Pick out every line in the items below that contains the string "Find", and copy each one. Case counts, so match capital and lowercase letters exactly.

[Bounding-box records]
_ _ _ _ _
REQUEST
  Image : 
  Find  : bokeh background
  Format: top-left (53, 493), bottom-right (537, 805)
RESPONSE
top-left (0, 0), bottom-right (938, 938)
_ _ _ _ _
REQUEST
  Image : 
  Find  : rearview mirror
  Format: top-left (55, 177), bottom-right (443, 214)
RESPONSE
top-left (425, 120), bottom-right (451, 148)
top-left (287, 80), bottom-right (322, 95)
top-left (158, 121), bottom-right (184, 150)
_ _ _ _ _
> [RESPONSE TO THE TASK]:
  Find  : bokeh background
  Find  : rearview mirror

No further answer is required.